Can you reproduce, word for word, the lines below starting at the one containing "Mark every instance of the rolled" and ending at the one containing "x=115, y=531", with both of those lines included and nothing else?

## Start TASK MATERIAL

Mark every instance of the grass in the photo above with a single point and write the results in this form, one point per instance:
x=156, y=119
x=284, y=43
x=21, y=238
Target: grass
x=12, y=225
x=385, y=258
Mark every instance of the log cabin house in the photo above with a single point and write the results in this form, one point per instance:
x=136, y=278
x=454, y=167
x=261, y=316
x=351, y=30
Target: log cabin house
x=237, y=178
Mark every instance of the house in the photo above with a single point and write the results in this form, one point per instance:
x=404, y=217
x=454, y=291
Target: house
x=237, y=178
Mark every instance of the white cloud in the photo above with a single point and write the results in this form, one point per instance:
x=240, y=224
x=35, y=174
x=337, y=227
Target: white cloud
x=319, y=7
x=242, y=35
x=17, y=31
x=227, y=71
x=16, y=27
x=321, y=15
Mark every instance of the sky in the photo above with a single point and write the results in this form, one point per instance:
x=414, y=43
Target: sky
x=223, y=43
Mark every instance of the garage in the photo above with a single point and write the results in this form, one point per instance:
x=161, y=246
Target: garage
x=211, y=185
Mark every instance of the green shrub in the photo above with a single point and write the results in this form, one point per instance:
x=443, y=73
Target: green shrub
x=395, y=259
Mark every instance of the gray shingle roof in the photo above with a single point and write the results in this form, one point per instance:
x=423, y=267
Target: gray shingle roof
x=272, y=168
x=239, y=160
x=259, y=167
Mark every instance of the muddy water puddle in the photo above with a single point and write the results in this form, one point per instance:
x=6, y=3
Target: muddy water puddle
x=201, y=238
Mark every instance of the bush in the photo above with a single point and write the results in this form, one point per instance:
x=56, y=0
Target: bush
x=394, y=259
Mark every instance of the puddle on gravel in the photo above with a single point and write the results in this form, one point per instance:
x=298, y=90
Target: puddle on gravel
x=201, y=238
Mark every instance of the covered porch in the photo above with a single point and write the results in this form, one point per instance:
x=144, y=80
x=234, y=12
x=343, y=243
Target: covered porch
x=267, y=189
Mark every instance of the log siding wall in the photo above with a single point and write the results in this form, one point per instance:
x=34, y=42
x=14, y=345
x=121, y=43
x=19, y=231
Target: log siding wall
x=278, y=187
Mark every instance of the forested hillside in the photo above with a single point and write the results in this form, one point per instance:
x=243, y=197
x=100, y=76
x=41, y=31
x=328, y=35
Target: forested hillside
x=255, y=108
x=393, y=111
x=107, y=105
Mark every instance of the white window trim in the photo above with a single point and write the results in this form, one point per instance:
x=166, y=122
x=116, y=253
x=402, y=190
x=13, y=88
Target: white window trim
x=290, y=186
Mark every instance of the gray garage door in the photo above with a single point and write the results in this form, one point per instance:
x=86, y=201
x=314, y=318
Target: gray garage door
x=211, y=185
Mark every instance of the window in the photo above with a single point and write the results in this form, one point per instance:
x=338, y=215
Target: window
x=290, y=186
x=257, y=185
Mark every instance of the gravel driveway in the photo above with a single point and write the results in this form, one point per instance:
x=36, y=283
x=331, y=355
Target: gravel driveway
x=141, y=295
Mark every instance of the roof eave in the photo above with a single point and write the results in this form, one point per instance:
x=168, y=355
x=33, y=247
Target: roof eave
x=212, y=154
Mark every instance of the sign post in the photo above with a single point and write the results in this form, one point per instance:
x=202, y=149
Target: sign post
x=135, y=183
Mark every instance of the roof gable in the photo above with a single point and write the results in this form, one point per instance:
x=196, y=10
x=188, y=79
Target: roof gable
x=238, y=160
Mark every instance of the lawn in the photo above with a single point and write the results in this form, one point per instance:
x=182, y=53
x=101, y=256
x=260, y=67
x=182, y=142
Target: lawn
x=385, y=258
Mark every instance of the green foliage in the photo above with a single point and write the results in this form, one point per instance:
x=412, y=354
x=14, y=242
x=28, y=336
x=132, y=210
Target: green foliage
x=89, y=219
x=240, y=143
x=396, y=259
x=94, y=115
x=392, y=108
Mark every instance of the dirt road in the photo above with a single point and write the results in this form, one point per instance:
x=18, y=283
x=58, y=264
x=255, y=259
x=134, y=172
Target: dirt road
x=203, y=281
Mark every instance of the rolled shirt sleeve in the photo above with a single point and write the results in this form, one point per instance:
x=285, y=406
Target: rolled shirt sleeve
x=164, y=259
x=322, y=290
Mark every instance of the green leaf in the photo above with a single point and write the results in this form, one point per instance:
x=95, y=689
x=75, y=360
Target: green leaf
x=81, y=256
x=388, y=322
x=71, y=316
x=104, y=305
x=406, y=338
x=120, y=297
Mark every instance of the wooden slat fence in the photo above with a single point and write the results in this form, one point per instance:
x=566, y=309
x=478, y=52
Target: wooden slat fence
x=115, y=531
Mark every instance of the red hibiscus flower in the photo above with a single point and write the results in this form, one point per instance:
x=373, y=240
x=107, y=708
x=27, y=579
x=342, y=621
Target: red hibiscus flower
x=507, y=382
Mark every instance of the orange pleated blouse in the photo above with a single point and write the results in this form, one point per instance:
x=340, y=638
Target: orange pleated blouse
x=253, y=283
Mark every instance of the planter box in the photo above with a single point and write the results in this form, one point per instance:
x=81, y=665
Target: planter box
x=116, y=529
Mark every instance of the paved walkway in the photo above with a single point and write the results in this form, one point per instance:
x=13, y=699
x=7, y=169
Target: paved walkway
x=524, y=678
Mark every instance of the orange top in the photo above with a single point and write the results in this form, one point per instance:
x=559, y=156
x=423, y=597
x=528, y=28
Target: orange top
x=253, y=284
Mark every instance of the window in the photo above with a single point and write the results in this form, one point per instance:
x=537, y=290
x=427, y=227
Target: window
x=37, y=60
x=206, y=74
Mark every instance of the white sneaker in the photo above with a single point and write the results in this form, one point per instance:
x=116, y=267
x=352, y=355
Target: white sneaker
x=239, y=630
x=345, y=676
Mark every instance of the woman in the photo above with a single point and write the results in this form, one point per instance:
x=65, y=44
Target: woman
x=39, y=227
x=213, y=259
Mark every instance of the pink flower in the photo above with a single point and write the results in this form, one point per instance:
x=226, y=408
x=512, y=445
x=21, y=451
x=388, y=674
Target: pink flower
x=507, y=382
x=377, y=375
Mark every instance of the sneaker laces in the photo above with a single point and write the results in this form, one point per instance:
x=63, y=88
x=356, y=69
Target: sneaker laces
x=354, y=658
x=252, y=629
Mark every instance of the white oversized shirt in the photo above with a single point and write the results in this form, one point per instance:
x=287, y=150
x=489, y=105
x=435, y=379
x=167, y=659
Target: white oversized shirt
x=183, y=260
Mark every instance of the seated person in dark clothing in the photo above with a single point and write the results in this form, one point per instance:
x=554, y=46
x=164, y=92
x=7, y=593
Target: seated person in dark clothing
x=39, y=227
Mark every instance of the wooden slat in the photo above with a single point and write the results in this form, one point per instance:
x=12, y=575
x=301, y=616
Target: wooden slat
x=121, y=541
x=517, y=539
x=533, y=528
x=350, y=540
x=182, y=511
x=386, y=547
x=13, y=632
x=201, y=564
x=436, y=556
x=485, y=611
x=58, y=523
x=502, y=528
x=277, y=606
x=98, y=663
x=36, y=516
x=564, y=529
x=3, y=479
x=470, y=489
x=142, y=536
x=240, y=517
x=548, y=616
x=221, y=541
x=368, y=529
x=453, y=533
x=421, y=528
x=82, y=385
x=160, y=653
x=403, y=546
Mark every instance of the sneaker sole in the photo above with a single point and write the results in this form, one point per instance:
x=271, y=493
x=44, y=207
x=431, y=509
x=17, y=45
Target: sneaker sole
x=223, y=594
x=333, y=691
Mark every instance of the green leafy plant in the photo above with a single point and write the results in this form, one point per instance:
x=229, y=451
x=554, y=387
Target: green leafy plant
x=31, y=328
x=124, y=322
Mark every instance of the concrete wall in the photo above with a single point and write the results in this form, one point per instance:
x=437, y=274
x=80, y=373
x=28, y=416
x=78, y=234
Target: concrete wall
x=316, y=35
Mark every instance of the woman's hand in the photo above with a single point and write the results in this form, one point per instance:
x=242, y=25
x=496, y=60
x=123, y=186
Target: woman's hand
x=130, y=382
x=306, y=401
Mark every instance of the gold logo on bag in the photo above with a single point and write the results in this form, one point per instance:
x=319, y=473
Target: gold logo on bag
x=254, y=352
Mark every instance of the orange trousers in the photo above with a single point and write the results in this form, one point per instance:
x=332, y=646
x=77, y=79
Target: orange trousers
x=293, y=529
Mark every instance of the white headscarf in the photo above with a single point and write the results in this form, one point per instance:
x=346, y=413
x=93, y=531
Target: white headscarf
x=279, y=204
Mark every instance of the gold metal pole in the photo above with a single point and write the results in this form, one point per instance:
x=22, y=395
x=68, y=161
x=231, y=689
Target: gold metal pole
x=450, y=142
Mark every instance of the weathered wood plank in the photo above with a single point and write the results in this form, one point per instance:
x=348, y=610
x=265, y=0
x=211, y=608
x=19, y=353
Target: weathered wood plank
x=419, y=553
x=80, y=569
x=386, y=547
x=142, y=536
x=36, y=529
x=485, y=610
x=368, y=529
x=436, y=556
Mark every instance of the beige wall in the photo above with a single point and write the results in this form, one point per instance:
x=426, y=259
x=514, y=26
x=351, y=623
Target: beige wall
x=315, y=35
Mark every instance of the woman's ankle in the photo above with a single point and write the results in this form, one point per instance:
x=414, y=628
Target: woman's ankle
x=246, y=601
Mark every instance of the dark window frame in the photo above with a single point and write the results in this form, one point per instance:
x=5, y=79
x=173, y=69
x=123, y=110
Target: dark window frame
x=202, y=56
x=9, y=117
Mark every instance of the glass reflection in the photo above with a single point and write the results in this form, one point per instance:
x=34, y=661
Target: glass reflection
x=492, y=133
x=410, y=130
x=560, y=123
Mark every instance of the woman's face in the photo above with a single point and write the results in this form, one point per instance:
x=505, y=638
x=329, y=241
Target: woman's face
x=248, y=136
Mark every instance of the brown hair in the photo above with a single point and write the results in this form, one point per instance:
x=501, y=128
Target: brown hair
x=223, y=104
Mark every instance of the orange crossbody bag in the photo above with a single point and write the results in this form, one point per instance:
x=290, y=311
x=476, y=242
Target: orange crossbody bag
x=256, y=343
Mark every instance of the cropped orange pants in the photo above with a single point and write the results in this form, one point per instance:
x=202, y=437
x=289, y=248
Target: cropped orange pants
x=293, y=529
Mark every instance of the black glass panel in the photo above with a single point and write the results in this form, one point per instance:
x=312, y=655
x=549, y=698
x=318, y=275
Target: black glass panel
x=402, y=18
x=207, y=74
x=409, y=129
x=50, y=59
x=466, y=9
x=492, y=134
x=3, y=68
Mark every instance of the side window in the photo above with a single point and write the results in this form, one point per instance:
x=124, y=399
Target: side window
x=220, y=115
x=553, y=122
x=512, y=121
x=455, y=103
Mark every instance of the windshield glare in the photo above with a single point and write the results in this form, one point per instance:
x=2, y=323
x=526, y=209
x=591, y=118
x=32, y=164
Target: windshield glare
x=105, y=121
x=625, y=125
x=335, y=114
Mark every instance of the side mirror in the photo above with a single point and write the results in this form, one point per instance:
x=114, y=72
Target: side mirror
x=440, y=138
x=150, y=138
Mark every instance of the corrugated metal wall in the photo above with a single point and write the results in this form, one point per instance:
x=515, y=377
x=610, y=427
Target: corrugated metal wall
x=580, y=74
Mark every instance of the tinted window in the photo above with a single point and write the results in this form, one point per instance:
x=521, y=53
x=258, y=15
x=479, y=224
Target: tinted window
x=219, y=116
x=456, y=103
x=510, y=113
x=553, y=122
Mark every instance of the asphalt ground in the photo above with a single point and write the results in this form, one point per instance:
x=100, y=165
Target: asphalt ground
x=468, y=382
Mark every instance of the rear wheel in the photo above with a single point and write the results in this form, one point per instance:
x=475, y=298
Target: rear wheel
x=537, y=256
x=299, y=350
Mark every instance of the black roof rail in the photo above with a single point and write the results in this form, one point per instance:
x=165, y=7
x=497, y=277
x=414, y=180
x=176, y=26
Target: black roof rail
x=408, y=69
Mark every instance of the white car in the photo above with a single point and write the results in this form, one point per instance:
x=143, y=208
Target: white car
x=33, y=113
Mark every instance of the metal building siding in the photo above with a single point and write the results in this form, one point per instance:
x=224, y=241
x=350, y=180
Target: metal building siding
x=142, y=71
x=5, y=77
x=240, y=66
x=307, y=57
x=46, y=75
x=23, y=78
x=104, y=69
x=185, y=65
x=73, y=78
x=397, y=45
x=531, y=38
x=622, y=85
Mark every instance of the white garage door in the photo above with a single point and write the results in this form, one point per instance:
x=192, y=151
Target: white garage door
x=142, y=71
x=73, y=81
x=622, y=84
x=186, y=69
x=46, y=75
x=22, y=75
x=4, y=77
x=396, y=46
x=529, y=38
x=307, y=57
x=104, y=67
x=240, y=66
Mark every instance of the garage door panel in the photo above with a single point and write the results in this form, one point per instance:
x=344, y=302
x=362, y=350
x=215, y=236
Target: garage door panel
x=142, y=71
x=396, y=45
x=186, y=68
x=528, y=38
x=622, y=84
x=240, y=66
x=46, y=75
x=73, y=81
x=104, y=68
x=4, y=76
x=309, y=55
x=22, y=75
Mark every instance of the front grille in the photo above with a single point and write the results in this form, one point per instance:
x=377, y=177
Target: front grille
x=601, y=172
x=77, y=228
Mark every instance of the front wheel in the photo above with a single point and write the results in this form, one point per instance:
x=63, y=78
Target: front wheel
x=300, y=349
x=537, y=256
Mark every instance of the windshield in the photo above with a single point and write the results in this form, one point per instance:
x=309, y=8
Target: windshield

## End TASK MATERIAL

[EXERCISE OUTPUT]:
Mark every instance of the rolled shirt sleeve in the photo above with a single point and write the results in this form, one point per instance:
x=285, y=406
Target: rolled shirt sleeve
x=164, y=259
x=322, y=290
Mark every instance of the green leaf in the photo above with a single point and write the results in this form, one point per instance:
x=95, y=689
x=75, y=360
Target: green leaf
x=81, y=256
x=388, y=322
x=71, y=316
x=104, y=305
x=406, y=338
x=120, y=297
Mark every instance of the wooden slat fence in the photo above with a single point and write the results in this form, one point per instance:
x=566, y=309
x=478, y=52
Target: wooden slat fence
x=115, y=531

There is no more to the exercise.